Stored entries:
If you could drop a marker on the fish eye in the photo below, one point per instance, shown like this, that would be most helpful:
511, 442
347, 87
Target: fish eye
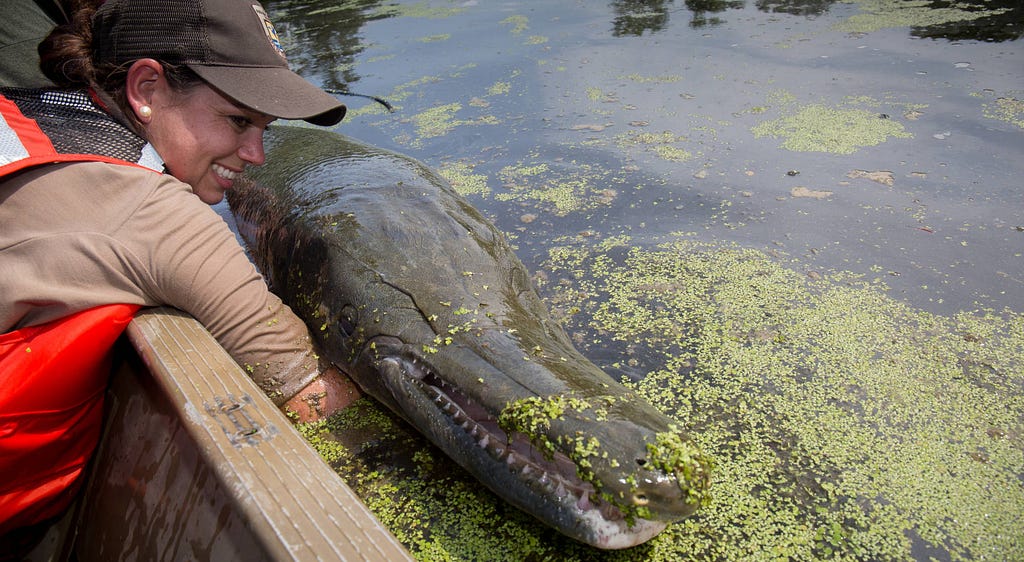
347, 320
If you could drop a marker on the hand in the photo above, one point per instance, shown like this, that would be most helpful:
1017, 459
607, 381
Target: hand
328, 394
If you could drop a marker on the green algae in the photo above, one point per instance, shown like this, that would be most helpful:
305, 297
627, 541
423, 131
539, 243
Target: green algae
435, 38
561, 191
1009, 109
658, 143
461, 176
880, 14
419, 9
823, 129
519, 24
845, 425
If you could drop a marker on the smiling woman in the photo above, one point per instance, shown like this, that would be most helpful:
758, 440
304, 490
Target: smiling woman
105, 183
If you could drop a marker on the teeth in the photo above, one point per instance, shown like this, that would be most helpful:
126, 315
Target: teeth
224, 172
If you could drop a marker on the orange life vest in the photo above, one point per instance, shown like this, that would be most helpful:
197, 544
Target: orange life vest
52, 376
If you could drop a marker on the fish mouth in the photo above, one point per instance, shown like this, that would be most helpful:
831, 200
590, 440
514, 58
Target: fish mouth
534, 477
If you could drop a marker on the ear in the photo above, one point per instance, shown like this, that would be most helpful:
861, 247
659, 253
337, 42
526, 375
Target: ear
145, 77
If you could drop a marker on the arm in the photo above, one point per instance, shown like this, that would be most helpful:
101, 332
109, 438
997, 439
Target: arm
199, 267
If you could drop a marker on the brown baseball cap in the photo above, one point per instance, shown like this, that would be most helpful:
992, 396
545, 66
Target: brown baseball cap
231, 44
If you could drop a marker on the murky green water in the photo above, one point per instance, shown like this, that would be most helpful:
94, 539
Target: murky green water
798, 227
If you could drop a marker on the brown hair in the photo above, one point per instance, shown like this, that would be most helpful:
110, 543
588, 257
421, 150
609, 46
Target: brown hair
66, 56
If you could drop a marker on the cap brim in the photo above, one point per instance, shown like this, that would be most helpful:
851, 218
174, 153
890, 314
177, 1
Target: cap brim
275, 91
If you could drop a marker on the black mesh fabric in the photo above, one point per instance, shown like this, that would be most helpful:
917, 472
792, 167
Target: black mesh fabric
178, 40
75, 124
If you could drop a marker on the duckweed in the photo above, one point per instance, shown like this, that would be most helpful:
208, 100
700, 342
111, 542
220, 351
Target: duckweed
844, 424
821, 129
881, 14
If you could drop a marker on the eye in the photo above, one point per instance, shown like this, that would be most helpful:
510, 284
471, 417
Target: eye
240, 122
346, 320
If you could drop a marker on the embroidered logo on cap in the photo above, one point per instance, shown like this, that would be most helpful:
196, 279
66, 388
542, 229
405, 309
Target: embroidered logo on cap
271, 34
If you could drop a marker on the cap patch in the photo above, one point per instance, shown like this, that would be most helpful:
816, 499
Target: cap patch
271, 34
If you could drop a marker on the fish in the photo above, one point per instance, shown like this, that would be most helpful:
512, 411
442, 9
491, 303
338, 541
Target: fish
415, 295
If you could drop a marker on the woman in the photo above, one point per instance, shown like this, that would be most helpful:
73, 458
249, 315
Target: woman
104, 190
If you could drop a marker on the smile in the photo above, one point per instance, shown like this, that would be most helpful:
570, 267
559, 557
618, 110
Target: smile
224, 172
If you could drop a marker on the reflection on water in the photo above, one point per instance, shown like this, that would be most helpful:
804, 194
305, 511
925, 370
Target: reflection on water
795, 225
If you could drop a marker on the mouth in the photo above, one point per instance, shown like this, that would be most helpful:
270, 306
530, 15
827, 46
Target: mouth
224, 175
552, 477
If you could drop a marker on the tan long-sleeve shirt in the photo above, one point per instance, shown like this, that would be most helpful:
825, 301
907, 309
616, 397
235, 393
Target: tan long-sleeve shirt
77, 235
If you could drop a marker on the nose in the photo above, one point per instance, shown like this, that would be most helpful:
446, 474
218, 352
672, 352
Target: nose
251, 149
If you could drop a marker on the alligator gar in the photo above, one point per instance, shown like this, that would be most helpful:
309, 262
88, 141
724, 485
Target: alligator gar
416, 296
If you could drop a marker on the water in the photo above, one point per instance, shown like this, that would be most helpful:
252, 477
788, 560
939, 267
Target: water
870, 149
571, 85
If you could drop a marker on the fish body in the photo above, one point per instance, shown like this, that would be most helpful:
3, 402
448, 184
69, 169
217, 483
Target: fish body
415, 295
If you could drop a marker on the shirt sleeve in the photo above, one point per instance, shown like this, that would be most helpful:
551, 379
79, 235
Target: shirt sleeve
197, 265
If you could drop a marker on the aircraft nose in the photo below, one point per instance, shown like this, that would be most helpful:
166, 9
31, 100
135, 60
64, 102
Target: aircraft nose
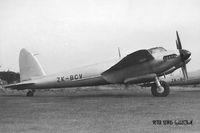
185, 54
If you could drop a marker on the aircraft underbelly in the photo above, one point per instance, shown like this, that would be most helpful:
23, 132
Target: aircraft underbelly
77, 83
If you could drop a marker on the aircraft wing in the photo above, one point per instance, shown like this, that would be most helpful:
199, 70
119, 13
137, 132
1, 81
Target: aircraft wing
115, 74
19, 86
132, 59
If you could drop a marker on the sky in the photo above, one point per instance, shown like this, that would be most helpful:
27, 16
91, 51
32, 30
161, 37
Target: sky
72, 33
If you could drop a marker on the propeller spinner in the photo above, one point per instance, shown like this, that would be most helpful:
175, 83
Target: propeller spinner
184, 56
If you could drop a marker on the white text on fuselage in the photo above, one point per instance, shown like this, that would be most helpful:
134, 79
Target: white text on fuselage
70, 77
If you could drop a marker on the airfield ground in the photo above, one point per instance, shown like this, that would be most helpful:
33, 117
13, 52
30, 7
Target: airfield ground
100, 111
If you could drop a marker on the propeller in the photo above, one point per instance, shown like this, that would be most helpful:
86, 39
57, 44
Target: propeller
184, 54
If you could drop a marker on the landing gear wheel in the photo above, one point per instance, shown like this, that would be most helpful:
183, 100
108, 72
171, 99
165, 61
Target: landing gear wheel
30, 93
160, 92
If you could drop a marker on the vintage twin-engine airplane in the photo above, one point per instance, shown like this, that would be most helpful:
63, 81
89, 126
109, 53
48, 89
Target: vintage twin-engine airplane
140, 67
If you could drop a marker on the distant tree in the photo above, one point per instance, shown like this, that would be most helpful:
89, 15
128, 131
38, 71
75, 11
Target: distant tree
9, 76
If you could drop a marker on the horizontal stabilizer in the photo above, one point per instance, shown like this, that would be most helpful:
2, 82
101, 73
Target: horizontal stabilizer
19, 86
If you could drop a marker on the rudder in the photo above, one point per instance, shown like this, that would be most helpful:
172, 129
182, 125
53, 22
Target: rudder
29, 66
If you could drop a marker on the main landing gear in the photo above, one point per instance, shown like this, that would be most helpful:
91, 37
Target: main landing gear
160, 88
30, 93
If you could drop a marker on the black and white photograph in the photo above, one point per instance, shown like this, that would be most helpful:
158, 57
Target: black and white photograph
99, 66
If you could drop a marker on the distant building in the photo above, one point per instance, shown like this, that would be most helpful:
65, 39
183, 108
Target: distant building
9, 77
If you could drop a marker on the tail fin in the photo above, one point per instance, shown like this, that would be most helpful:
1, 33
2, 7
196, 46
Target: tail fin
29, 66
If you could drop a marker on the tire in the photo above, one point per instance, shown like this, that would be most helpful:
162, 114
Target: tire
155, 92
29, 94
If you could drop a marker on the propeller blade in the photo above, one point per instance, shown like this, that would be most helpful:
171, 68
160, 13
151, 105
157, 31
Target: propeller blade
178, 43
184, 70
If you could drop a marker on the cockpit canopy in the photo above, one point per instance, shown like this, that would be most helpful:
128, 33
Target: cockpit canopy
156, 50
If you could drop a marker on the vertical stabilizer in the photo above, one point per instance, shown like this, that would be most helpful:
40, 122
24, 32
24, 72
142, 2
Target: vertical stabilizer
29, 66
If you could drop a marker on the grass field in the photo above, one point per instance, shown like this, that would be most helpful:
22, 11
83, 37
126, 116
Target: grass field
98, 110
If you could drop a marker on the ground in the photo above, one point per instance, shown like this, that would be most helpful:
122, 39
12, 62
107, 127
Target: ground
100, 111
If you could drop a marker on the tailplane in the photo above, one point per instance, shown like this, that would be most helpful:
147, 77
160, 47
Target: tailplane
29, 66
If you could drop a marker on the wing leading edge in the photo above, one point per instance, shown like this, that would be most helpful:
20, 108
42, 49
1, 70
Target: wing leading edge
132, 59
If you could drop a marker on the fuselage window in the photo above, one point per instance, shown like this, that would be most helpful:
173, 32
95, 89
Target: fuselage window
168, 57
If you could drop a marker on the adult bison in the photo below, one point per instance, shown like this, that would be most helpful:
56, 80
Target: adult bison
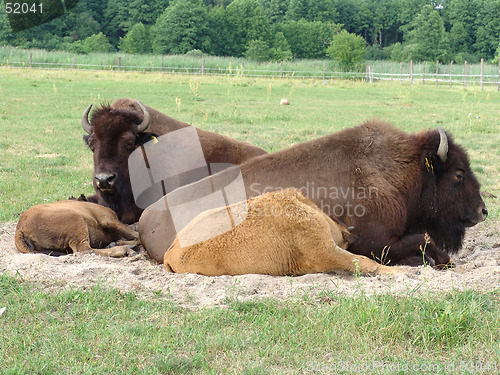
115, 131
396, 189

What to work on:
Look through the lines above and collect those with the word "below".

Written answer:
If you could drop a marker on the fish eye in the photo below, one point per instance, shown like this, that would be most helpful:
If you could drop a marker on the aircraft nose in the photo below, one point per instance, shown like this, that would be most helpful:
If you could drop a marker on the adult bison in the photo below, one point per instance, shown like this, that would be most helpful:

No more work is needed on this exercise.